(Beginning of Data supplied)
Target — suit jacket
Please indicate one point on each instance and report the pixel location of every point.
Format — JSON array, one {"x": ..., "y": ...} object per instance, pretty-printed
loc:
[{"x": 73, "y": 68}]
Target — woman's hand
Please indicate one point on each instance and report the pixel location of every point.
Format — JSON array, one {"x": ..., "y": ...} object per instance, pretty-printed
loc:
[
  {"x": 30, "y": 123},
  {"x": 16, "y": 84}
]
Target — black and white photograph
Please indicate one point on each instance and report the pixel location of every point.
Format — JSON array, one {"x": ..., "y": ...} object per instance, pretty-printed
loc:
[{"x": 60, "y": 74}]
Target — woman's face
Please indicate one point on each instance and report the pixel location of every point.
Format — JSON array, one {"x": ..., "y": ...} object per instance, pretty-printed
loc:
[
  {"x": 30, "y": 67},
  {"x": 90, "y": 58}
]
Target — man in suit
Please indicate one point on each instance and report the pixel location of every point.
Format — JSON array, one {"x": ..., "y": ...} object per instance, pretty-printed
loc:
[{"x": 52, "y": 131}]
(End of Data supplied)
Give each entry again, spelled exactly as shown.

Target — suit jacket
Please indicate one point on each instance and report the pixel location of every point.
Format — JSON array, one {"x": ..., "y": ...} object per instance, pretty-printed
loc:
[{"x": 73, "y": 68}]
Target — woman's hand
Please indicate one point on each instance and report the pixel location of every point.
Format — JSON array, one {"x": ..., "y": ...} object per instance, pretty-printed
loc:
[
  {"x": 30, "y": 123},
  {"x": 16, "y": 84}
]
Target — black and white photograph
Please indicate one point on each instance and report the pixel location of every point.
Format — JSON array, one {"x": ..., "y": ...} object per instance, pretty-printed
loc:
[{"x": 60, "y": 74}]
Target — woman's face
Please indicate one point on each instance and report the pixel location of every point.
Format — JSON array, one {"x": ..., "y": ...} object per instance, pretty-printed
loc:
[
  {"x": 30, "y": 67},
  {"x": 90, "y": 58}
]
Target — man in suit
Please indicate one point on each instance and report the pixel location of every point.
Format — JSON array, one {"x": ..., "y": ...} object per instance, pretty-printed
loc:
[{"x": 52, "y": 131}]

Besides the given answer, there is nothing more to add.